| Text to read |
____________
By Amandla Karungi

Prep.

I don’t know what that word stands for, but it is the two and a half hours between supper and sleep which you must endure every weeknight when you attend a boarding Secondary school. It doesn’t matter if you draw flowers throughout, if you sleep with your eyes open or if you count down second by second the next time you will have a brief siesta in your bed, there are no excuses that can keep you from this ordeal.

The space between

At 7:30pm, the bell would ring with the wicked piercing shriek of a cat underneath the wheel of a reversing car calling us all to attention as it announced yet another evening of unyielding routine.
It was almost maniacal, the way in which they imposed these rigid rules. They ground them into our heads, they beat them into us. It became the only way we knew how to live, but sometimes we rebelled.

Senior threes and fours had been upgraded to sleep on the second floor of the blue dormitory building. We had small rooms with two double-decker beds each that were separated by walls that rose to just above the beds. We called them cubicles. In place of a ceiling, there was a timber framework that was supposed to precede the actual ceiling. Five out of ten times if you looked up, you locked eyes with a rat, a very fat rat that had just stolen somebody’s hard corn and groundnuts.

In the very first cubicle, on the right when you walked through the door, was a protruding box like structure, likely, an extension of an outer room. The architecture of a dorm room is not something on which skill, time or money is spent, but then, the interior of even our most majestic buildings is usually rough work posing as the finished version. The motto is that if it stands, it’s good enough.  These builders, architects and engineers were, just like us, fed on an education of beatings and rigidity, dump minds swimming in a prep room, minds that lacked both sleep and creativity. It is the type of life that creates professionals who build structures such as those we were living in. We were built for mediocrity.
____________
| Problems to solve |
• 1. Can you quote the essay on boarding-school prep above in full, word for word?
• 2. How many lines in the rows below contain the word "neck"? Reply with the number alone.
____________
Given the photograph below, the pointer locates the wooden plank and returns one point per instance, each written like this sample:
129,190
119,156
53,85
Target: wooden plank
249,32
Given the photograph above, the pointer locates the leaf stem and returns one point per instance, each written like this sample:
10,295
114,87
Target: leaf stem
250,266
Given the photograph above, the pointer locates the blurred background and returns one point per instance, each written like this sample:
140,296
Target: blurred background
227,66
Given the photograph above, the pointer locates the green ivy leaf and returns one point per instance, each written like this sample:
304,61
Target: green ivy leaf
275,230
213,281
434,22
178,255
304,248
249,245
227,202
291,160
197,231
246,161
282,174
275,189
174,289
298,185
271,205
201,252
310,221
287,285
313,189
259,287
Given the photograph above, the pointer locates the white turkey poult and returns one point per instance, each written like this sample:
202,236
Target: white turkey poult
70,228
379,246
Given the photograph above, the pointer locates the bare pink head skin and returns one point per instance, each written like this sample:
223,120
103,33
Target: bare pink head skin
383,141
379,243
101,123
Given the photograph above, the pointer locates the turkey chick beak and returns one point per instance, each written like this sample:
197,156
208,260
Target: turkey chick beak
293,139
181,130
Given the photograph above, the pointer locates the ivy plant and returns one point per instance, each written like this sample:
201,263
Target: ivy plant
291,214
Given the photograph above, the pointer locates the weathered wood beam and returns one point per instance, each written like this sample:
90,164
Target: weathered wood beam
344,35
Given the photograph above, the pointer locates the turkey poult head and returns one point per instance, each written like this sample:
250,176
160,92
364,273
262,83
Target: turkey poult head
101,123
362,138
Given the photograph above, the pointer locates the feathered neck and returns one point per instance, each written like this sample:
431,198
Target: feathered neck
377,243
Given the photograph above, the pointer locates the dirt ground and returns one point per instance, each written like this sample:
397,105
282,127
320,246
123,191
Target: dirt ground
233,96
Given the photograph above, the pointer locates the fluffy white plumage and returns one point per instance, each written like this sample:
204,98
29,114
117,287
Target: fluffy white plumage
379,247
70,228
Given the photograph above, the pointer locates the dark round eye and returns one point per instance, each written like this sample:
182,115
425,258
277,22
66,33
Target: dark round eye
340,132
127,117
____________
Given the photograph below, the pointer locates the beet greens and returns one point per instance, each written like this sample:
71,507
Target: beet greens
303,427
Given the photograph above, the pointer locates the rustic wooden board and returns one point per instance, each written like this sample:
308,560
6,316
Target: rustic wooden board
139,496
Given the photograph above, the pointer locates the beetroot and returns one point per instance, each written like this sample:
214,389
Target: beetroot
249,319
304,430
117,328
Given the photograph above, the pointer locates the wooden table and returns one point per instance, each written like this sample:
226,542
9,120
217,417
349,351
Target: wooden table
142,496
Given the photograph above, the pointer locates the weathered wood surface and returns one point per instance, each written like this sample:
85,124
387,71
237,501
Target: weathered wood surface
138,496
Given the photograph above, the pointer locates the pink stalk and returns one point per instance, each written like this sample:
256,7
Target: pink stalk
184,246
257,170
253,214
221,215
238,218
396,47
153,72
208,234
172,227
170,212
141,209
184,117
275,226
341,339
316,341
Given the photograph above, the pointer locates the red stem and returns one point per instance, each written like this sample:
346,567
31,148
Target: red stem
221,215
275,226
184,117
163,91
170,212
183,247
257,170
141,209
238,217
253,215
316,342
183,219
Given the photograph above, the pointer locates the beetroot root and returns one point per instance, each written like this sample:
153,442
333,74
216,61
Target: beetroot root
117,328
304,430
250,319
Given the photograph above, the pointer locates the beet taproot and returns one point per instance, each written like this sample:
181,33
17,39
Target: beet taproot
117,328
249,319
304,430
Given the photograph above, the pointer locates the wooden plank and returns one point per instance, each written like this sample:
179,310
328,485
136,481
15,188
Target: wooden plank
____________
| The replies |
• 1.
By Amandla Karungi

Prep.

I don’t know what that word stands for, but it is the two and a half hours between supper and sleep which you must endure every weeknight when you attend a boarding Secondary school. It doesn’t matter if you draw flowers throughout, if you sleep with your eyes open or if you count down second by second the next time you will have a brief siesta in your bed, there are no excuses that can keep you from this ordeal.

The space between

At 7:30pm, the bell would ring with the wicked piercing shriek of a cat underneath the wheel of a reversing car calling us all to attention as it announced yet another evening of unyielding routine.
It was almost maniacal, the way in which they imposed these rigid rules. They ground them into our heads, they beat them into us. It became the only way we knew how to live, but sometimes we rebelled.

Senior threes and fours had been upgraded to sleep on the second floor of the blue dormitory building. We had small rooms with two double-decker beds each that were separated by walls that rose to just above the beds. We called them cubicles. In place of a ceiling, there was a timber framework that was supposed to precede the actual ceiling. Five out of ten times if you looked up, you locked eyes with a rat, a very fat rat that had just stolen somebody’s hard corn and groundnuts.

In the very first cubicle, on the right when you walked through the door, was a protruding box like structure, likely, an extension of an outer room. The architecture of a dorm room is not something on which skill, time or money is spent, but then, the interior of even our most majestic buildings is usually rough work posing as the finished version. The motto is that if it stands, it’s good enough.  These builders, architects and engineers were, just like us, fed on an education of beatings and rigidity, dump minds swimming in a prep room, minds that lacked both sleep and creativity. It is the type of life that creates professionals who build structures such as those we were living in. We were built for mediocrity.

• 2. 2